* begin Input records *

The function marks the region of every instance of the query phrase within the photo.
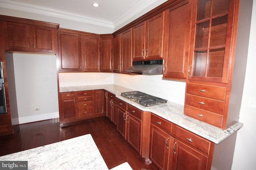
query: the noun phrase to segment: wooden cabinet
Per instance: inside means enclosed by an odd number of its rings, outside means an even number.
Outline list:
[[[113,38],[112,34],[100,35],[100,71],[112,72]]]
[[[228,116],[237,2],[234,0],[196,1],[184,113],[225,129],[238,121],[239,116],[238,113]]]
[[[164,78],[186,78],[191,36],[191,1],[185,0],[165,12]]]
[[[0,19],[2,17],[0,17]],[[58,24],[3,17],[5,48],[16,51],[55,53]],[[37,25],[38,24],[38,25]]]
[[[130,74],[126,70],[132,66],[132,29],[130,29],[114,37],[113,71]]]
[[[133,27],[133,61],[162,57],[164,16],[163,12]]]
[[[60,125],[103,116],[103,96],[102,90],[60,93]]]
[[[58,31],[59,70],[60,71],[82,70],[81,40],[79,34]]]
[[[59,29],[58,39],[59,71],[99,71],[99,35]]]
[[[100,64],[100,36],[83,35],[82,56],[84,71],[99,72]]]
[[[61,93],[61,96],[60,122],[75,119],[76,117],[75,93]]]
[[[212,142],[152,114],[150,158],[162,170],[210,170]]]

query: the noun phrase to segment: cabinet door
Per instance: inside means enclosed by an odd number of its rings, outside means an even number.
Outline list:
[[[76,103],[74,98],[61,99],[61,110],[60,114],[62,121],[75,119],[76,115]]]
[[[176,139],[173,143],[173,153],[172,170],[203,170],[210,168],[207,167],[209,161],[207,156]]]
[[[126,111],[119,107],[117,108],[117,131],[125,140],[125,129],[126,125]]]
[[[104,98],[103,90],[96,90],[94,92],[94,114],[96,115],[102,114],[103,113],[103,101]]]
[[[32,45],[30,44],[29,25],[18,22],[4,22],[6,48],[7,50],[27,51]]]
[[[114,57],[113,59],[113,71],[120,72],[121,71],[121,34],[114,37]]]
[[[112,72],[113,59],[113,37],[100,38],[100,71]]]
[[[164,12],[146,21],[144,58],[152,59],[162,57]]]
[[[55,52],[56,43],[56,28],[33,25],[33,50],[47,52]]]
[[[60,71],[81,70],[81,37],[77,34],[59,32],[59,62]]]
[[[190,36],[190,4],[187,1],[181,6],[166,11],[163,50],[165,78],[186,77]]]
[[[140,155],[142,121],[128,113],[127,113],[126,117],[126,141]]]
[[[82,56],[83,70],[98,72],[100,71],[99,37],[83,36]]]
[[[142,22],[133,27],[133,61],[144,58],[145,23]]]
[[[121,36],[122,59],[121,70],[122,73],[127,73],[126,70],[132,66],[132,29],[122,33]]]
[[[232,35],[236,31],[234,1],[198,1],[197,14],[193,14],[197,18],[192,20],[194,39],[188,80],[228,82],[233,67],[232,38],[236,37]]]
[[[152,124],[150,131],[149,158],[159,169],[168,169],[173,138]]]

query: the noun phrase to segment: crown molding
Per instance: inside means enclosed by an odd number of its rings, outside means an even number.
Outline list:
[[[109,21],[17,1],[0,0],[0,7],[114,28],[113,23]]]

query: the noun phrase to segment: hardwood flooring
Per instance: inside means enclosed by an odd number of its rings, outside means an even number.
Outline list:
[[[0,156],[90,134],[109,169],[127,162],[133,170],[157,170],[147,164],[107,118],[100,117],[60,127],[58,119],[13,126],[13,135],[0,137]]]

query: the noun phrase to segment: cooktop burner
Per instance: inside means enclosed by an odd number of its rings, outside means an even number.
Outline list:
[[[166,103],[168,101],[138,91],[121,93],[121,95],[130,100],[146,107]]]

* end Input records *

Reproduce all of the material above with every instance of "Outline list" replaced by "Polygon list", leaving everything else unchanged. Omit the pictures from your reproduction.

Output of the exercise:
The function marks the region of every instance of the query phrase within the photo.
query: the noun phrase to segment: wooden cabinet
Per instance: inside means enclosed by an odd number of its rings, outside means an even number.
Polygon list:
[[[113,38],[112,34],[100,35],[100,71],[112,72]]]
[[[228,116],[237,2],[234,0],[196,1],[184,113],[225,129],[238,121],[239,116],[238,113]]]
[[[164,78],[186,78],[191,36],[191,1],[185,0],[165,12]]]
[[[0,19],[2,17],[0,17]],[[58,24],[3,17],[5,48],[16,51],[55,53]],[[37,25],[38,24],[38,25]]]
[[[130,74],[126,70],[132,66],[132,29],[130,29],[114,37],[113,71]]]
[[[133,27],[133,61],[162,57],[164,16],[163,12]]]
[[[60,125],[103,116],[103,96],[102,90],[60,93]]]
[[[58,31],[59,70],[60,71],[82,70],[81,40],[79,34]]]
[[[59,29],[58,39],[59,71],[99,71],[99,35]]]
[[[100,64],[100,36],[83,35],[82,56],[84,71],[99,72]]]
[[[61,93],[61,96],[60,122],[75,119],[76,117],[75,93]]]
[[[212,142],[152,114],[150,158],[162,170],[210,170]]]

query: the noun phrase to segment: cabinet door
Per instance: inside means enclosed by an odd number of its rings, outside means an even number.
Polygon list:
[[[76,103],[74,98],[61,99],[61,110],[60,114],[62,121],[75,119],[76,115]]]
[[[176,139],[173,143],[173,153],[172,170],[203,170],[210,168],[207,167],[209,161],[207,156]]]
[[[126,111],[119,107],[117,108],[117,131],[125,140],[125,129],[126,125]]]
[[[104,98],[103,90],[96,90],[94,92],[94,114],[96,115],[102,114],[103,113],[103,101]]]
[[[32,45],[30,44],[29,25],[18,22],[4,22],[6,48],[7,50],[27,51]]]
[[[114,57],[113,59],[113,71],[120,72],[121,71],[121,34],[114,37]]]
[[[112,72],[113,59],[113,37],[100,38],[100,71]]]
[[[164,12],[146,21],[144,58],[152,59],[162,57]]]
[[[55,52],[56,43],[56,28],[33,25],[33,50],[47,52]]]
[[[60,71],[81,70],[81,37],[77,34],[59,32],[59,62]]]
[[[190,36],[190,4],[187,1],[181,6],[166,11],[163,50],[165,78],[186,77]]]
[[[140,155],[142,121],[128,113],[127,113],[126,117],[126,141]]]
[[[82,56],[83,70],[98,72],[100,71],[99,37],[83,36]]]
[[[142,22],[133,27],[133,61],[144,58],[145,23]]]
[[[121,36],[122,59],[121,70],[122,73],[127,73],[126,70],[132,66],[132,29],[122,33]]]
[[[232,35],[236,31],[234,1],[198,1],[197,14],[193,14],[197,18],[192,20],[194,39],[188,80],[228,82],[233,67],[232,38],[236,37]]]
[[[152,124],[150,131],[149,158],[159,169],[168,169],[173,138]]]

query: the noun phrase to segment: crown molding
Per instance: inside means enclosed by an odd number of its rings, outside means an even number.
Polygon list:
[[[109,21],[17,1],[0,0],[0,7],[114,28],[113,23]]]

query: the noun phrase to segment: hardwood flooring
Per instance: inside means enclosed by an odd number of its rings, outside means an even number.
Polygon list:
[[[0,156],[90,134],[109,169],[127,162],[133,170],[157,170],[147,164],[107,118],[100,117],[60,127],[58,119],[13,126],[13,135],[0,137]]]

query: the noun phrase to segment: cooktop burner
Per instance: inside means enclosed by an odd number of its rings, outside means an even number.
Polygon list:
[[[166,103],[168,101],[138,91],[121,93],[121,95],[130,100],[146,107]]]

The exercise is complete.